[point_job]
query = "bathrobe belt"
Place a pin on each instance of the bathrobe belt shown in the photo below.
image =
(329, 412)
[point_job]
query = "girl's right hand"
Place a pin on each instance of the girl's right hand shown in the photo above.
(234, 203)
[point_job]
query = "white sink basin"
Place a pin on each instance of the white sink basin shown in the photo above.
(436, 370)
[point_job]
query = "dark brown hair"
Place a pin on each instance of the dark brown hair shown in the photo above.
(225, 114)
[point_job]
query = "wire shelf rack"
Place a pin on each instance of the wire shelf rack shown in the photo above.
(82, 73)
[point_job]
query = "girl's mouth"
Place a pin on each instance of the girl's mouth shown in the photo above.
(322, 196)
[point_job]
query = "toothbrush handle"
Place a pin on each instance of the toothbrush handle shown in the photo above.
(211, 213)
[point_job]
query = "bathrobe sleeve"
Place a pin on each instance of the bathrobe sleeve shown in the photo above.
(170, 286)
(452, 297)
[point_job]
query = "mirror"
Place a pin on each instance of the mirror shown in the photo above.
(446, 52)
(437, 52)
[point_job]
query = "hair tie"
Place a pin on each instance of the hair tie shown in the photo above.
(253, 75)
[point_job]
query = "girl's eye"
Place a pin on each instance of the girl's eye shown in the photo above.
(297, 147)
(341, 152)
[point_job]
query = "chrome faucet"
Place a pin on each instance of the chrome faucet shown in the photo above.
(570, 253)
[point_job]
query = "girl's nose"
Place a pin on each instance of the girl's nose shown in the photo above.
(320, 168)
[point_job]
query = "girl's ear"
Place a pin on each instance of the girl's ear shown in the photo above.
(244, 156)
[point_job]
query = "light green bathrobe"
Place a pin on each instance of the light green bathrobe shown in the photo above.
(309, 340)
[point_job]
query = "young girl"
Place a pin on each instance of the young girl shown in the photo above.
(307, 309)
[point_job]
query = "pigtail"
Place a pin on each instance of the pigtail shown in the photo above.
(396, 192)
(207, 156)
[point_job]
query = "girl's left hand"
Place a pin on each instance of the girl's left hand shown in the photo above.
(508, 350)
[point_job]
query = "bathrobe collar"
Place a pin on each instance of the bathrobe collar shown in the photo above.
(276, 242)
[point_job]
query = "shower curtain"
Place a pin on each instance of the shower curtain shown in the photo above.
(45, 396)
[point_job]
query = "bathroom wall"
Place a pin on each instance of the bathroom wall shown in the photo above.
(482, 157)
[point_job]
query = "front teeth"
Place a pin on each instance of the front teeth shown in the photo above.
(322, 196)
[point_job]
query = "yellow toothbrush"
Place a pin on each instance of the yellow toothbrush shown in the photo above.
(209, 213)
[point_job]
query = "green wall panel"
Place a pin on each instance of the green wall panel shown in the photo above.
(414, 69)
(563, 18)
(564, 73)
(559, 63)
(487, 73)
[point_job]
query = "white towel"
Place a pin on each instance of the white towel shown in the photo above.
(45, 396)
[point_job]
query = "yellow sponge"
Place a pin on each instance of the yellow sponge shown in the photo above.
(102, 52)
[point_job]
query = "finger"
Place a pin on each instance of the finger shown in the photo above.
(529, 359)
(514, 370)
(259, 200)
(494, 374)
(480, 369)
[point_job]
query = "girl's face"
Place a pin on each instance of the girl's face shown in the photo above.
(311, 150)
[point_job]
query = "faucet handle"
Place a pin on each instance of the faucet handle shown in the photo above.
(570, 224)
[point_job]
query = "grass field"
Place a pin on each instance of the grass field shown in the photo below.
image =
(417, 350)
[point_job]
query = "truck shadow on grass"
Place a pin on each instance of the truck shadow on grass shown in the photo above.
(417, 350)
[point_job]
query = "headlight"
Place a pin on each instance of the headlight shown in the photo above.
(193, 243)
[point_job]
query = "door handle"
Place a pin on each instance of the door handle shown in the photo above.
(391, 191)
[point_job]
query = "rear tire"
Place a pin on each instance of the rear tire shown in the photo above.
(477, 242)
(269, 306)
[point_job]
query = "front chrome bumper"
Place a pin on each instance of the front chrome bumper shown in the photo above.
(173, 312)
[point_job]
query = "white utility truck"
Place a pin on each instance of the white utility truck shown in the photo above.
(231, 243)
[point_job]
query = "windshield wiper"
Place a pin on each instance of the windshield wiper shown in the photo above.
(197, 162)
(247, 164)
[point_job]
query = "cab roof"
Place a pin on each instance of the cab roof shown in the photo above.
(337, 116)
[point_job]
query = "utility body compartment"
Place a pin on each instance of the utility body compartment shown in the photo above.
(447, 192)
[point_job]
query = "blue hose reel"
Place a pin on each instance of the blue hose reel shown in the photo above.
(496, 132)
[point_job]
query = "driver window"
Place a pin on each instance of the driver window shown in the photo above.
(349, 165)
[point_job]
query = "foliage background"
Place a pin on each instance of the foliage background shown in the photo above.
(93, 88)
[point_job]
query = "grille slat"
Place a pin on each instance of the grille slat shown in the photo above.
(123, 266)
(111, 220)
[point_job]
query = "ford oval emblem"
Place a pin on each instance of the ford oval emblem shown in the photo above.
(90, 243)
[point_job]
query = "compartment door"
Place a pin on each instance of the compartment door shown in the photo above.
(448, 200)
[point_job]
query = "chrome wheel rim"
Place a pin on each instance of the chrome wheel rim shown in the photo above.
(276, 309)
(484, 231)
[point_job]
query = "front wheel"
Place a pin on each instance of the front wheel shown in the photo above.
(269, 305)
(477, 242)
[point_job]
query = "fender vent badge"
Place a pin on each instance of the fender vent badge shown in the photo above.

++++++++

Übungsaufgabe: Welche Zeilen oben enthalten das Wort „towel“? Gib jede davon vollständig wieder.

Ergebnis:
query = "white towel"
Place a pin on each instance of the white towel shown in the photo above.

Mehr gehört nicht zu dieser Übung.